→ **DATA TO USE**
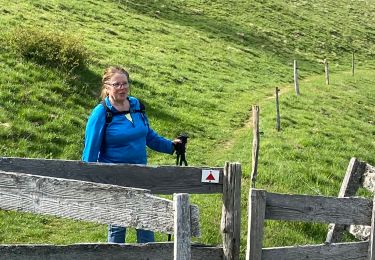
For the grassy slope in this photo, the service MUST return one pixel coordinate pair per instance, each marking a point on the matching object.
(188, 60)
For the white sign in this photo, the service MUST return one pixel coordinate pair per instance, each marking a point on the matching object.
(211, 176)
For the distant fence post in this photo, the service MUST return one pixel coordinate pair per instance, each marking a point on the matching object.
(277, 109)
(353, 63)
(296, 83)
(182, 234)
(256, 141)
(326, 70)
(231, 211)
(256, 214)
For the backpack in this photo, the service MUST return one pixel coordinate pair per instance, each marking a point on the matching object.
(109, 115)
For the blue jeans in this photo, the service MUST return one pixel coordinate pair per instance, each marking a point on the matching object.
(117, 234)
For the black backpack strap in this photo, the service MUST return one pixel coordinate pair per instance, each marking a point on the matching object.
(108, 113)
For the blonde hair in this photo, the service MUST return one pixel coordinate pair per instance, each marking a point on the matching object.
(107, 75)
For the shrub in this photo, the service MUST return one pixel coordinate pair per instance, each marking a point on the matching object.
(50, 48)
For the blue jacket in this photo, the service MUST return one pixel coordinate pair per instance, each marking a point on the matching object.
(124, 141)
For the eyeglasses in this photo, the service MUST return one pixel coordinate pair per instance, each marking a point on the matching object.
(118, 85)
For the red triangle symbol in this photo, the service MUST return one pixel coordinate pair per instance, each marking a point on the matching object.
(210, 177)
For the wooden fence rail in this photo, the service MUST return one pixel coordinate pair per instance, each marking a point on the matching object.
(154, 251)
(157, 179)
(264, 205)
(89, 201)
(93, 191)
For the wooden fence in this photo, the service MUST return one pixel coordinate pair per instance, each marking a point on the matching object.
(264, 205)
(358, 175)
(91, 191)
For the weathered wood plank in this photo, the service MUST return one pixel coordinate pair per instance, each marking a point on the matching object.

→ **INSTRUCTIONS FOR THE TASK**
Please repeat the lines above exactly, beginning with the line that contains "For the wooden fence in" and ending with the final one.

→ **SOLUTION BELOW**
For the wooden fence in this photo, the service MUST return one pixel coordinate pair per instance, each marking a point on the matching object.
(264, 205)
(358, 175)
(91, 191)
For the weathered wood plank in this photo, the service MUST return one pixel coordinate pair per instance, each marking a point on the matching object.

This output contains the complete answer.